↓↓↓

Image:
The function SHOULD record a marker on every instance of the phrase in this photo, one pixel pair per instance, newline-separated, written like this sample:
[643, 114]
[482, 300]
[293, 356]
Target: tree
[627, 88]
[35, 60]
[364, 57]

↑↑↑

**DIRECTION**
Turn every line of the listing above into a numbered list, leaving out blank lines.

**THE OUTPUT**
1. Image:
2. The function SHOULD record a marker on every instance of the phrase in this photo, one pixel pair per instance, newline-separated, written like this sample:
3. [643, 114]
4. [482, 300]
5. [293, 356]
6. Target: tree
7. [627, 88]
8. [35, 60]
9. [364, 57]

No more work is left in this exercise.